> _GIVEN EXERCISE_
Copy the Super Mario Bros. trivia article below word for word, from "Despite making his" to "nerdy little heart.".

> _TEXT PROVIDED_

•••

Despite making his professional gaming debut way back in 1981’s arcade classic Donkey Kong, there are still quite a few things that people don’t know about everyone’s favorite high-flying, mustachioed plumber.
We’ve done a seriously deep dive into Super Mario Bros history to bring you some information that, honestly, probably would have gotten our butts shoved into a locker back in high school. Fortunately, this is a safe space, and if you somehow already knew all ten of these deep-cut Nintendo nuggets, you definitely hold a special place in my nerdy little heart.
1. Super Mario Bros. had a cheat for infinite lives
Early video games were notorious for being difficult. Battled your way to that final boss only to lose your last life before finishing him off? Start over from the beginning, pal. You’re further than you’ve ever gotten but your mom says it’s time for dinner? No save files here, buckaroo.

•••

> _DATA LINES_

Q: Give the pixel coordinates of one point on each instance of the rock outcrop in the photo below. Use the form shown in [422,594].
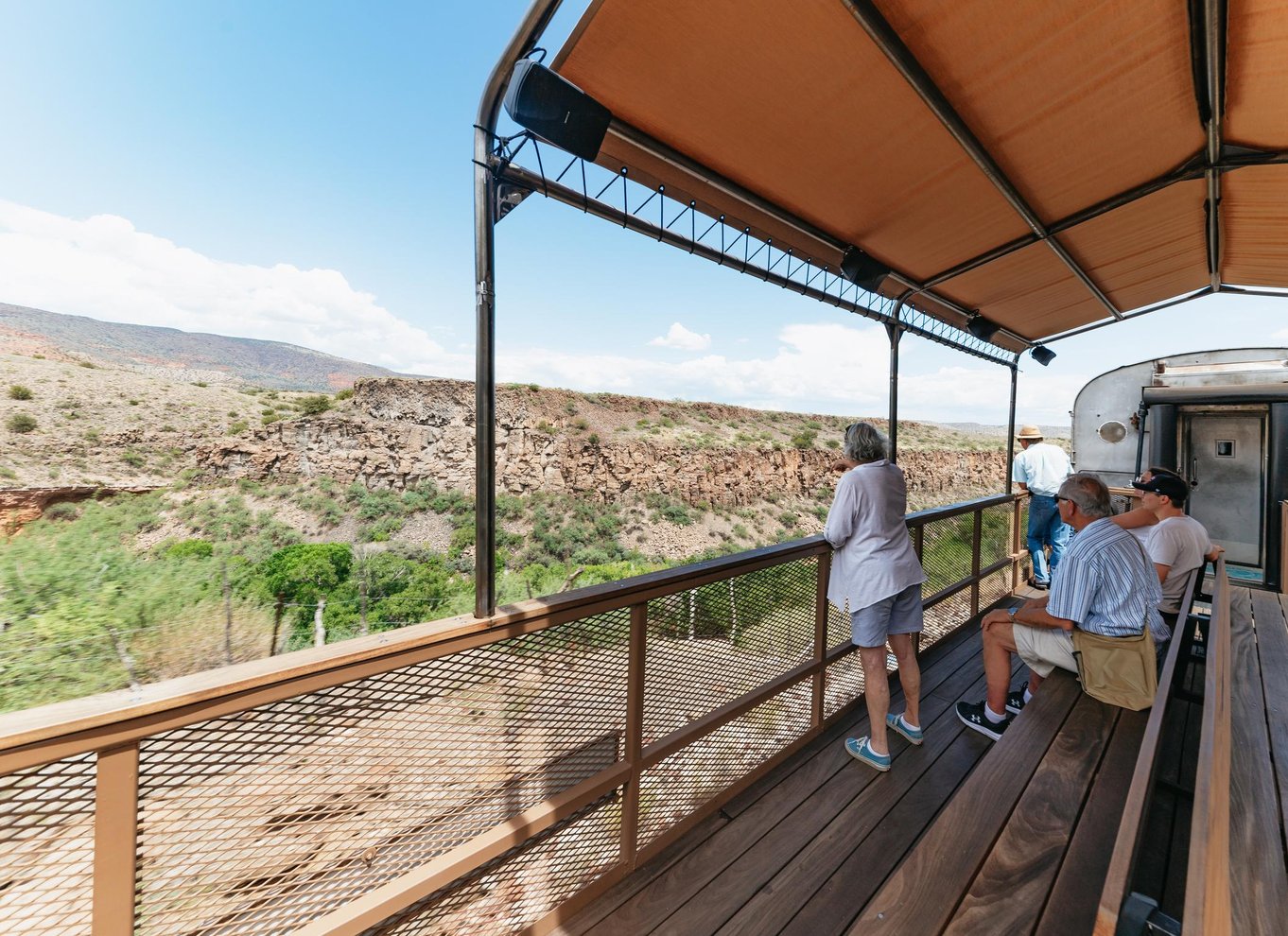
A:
[398,433]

•••

> _IN RESPONSE_
Despite making his professional gaming debut way back in 1981’s arcade classic Donkey Kong, there are still quite a few things that people don’t know about everyone’s favorite high-flying, mustachioed plumber.
We’ve done a seriously deep dive into Super Mario Bros history to bring you some information that, honestly, probably would have gotten our butts shoved into a locker back in high school. Fortunately, this is a safe space, and if you somehow already knew all ten of these deep-cut Nintendo nuggets, you definitely hold a special place in my nerdy little heart.